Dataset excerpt
#####

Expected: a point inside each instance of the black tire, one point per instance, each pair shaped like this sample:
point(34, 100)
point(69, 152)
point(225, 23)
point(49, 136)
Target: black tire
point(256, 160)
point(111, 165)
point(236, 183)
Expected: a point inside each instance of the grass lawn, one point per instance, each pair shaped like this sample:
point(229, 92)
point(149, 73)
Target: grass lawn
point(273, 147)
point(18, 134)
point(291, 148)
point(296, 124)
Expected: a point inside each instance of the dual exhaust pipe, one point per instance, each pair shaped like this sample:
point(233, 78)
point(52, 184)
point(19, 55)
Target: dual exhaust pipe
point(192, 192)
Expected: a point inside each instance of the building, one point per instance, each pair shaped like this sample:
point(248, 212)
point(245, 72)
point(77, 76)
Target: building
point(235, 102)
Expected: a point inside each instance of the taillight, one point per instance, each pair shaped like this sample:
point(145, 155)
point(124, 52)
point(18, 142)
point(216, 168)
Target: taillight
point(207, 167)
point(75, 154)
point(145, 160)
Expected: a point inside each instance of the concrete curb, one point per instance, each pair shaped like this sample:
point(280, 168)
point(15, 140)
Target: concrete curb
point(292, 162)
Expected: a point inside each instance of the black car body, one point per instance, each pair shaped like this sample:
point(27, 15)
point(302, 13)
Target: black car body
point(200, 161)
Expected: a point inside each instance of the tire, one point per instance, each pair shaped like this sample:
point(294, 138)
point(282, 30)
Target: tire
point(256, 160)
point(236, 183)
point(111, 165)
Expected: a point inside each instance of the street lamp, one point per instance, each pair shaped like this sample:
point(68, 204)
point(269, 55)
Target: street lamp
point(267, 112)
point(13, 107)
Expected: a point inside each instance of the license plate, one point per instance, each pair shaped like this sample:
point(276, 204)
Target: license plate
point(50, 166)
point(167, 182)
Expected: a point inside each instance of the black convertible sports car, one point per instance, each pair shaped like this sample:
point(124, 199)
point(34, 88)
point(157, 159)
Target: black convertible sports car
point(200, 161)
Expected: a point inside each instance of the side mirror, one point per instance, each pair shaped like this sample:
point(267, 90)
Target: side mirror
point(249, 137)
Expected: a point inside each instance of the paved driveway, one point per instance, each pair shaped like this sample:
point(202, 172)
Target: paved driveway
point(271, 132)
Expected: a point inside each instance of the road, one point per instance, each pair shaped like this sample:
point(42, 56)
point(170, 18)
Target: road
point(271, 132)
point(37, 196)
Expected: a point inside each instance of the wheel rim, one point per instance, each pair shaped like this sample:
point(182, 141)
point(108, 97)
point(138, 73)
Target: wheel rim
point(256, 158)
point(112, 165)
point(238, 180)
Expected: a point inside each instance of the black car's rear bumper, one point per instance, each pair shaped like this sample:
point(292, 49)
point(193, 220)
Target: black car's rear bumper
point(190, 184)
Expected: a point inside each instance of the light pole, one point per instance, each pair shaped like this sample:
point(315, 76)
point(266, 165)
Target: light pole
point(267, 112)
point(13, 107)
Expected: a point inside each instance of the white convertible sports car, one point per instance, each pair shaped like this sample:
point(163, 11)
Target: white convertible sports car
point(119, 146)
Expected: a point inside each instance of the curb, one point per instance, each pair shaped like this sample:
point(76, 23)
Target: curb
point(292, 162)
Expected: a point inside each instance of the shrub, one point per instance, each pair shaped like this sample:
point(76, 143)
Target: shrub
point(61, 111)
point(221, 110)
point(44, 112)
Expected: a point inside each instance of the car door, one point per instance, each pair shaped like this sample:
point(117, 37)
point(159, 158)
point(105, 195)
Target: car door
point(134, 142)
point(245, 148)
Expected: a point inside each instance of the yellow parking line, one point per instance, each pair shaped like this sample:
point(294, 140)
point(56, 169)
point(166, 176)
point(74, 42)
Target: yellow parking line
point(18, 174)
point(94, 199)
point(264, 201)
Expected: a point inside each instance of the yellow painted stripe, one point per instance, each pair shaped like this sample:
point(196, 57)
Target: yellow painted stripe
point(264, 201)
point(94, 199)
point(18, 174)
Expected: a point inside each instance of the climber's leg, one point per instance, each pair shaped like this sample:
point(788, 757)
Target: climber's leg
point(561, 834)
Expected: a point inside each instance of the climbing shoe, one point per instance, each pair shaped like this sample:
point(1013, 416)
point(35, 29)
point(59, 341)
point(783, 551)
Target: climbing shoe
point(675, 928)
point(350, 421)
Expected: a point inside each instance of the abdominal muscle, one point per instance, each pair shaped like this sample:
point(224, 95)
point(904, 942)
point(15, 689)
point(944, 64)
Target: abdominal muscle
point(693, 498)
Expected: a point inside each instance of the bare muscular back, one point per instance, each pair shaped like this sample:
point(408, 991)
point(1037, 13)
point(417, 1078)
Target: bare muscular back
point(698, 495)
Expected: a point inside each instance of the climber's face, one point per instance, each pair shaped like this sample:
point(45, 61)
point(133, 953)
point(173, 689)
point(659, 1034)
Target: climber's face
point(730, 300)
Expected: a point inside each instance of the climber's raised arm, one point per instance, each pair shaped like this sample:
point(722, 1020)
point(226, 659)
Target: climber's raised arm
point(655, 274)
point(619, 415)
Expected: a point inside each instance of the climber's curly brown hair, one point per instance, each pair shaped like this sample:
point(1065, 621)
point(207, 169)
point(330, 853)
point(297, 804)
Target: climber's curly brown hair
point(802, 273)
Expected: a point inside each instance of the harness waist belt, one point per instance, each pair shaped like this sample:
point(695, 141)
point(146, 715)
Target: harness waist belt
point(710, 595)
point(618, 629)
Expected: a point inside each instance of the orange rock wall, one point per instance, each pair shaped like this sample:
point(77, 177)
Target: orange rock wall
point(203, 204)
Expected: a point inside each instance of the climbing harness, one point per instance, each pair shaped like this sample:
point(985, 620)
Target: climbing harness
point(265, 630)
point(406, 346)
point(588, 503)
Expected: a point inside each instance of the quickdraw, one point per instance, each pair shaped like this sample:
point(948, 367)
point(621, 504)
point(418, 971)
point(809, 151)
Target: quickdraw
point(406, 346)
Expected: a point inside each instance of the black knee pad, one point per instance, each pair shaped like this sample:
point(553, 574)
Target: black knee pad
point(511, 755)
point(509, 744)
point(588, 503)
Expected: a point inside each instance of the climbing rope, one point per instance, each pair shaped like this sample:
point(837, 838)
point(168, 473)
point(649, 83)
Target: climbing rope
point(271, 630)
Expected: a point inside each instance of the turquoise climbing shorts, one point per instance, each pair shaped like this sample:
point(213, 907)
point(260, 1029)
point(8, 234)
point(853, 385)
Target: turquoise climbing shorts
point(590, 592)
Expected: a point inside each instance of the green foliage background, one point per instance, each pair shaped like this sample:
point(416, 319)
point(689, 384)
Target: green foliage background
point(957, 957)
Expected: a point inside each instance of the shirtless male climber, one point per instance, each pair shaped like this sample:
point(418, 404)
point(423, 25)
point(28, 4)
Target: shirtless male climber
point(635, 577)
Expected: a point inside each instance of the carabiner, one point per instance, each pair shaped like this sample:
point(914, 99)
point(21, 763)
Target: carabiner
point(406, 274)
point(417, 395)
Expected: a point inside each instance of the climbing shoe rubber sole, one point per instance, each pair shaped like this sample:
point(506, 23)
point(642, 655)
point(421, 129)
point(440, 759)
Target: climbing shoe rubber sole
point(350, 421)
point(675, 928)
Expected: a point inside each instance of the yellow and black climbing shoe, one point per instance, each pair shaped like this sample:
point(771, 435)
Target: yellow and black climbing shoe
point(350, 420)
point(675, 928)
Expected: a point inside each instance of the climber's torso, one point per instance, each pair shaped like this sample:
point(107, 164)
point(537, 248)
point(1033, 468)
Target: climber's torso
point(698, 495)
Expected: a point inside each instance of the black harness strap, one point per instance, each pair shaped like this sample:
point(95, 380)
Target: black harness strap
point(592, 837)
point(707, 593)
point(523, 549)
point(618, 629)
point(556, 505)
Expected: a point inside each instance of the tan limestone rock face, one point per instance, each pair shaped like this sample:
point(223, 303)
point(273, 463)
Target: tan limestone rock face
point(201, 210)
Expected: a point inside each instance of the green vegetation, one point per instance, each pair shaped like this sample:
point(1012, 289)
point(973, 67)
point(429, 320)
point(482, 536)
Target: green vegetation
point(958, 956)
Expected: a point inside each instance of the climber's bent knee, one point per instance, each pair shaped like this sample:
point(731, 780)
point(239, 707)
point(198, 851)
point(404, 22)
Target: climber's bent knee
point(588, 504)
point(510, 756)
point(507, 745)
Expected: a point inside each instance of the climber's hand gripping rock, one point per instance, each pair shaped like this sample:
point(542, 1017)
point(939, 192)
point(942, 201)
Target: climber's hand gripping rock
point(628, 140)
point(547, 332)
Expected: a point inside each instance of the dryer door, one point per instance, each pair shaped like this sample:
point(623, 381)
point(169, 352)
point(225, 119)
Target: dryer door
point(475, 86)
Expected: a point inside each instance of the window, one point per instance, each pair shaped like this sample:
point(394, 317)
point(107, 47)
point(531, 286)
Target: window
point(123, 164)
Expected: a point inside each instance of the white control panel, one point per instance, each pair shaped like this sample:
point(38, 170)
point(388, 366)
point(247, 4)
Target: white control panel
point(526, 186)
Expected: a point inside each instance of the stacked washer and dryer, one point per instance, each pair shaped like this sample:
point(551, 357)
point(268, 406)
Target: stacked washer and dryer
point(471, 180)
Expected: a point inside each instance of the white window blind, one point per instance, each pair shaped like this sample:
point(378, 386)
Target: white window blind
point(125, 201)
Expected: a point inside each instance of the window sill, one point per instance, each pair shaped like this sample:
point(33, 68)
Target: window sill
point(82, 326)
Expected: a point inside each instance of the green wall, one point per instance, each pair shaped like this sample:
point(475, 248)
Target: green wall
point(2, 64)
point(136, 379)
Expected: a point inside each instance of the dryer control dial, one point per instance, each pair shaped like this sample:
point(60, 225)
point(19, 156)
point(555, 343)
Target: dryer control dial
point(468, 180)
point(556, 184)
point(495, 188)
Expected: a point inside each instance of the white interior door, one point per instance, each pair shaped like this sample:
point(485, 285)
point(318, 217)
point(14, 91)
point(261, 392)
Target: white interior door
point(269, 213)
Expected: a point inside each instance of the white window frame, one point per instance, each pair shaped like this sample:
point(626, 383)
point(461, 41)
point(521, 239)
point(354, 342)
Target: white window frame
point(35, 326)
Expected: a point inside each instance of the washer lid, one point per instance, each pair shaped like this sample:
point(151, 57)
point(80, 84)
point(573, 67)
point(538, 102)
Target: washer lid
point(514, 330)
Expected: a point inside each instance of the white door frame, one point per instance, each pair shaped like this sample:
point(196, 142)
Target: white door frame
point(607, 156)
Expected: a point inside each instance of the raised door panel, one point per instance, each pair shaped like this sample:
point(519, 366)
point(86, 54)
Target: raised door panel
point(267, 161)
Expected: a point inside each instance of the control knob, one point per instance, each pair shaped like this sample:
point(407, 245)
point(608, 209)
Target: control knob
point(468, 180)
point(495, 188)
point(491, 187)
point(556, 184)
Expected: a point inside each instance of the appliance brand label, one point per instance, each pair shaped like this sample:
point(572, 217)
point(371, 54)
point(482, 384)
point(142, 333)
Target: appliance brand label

#####

**TO BE DONE**
Change every "turquoise" to "navy blue" in the data lines from the one holding "Expected: a point inside each instance of the climbing rope, one" through the one holding "point(590, 592)", inclusive, and give back only those lines with nothing else altered.

**RESPONSE TO THIS TASK**
Expected: a point inside each instance of the climbing rope, one point per instance, each pair shaped like this sample:
point(837, 838)
point(168, 473)
point(649, 83)
Target: climbing rope
point(271, 630)
Expected: a point inside each instance of the navy blue climbing shorts, one point per instance, each pair shaped like this sample:
point(213, 907)
point(260, 1029)
point(8, 234)
point(853, 385)
Target: navy blue climbing shorts
point(590, 592)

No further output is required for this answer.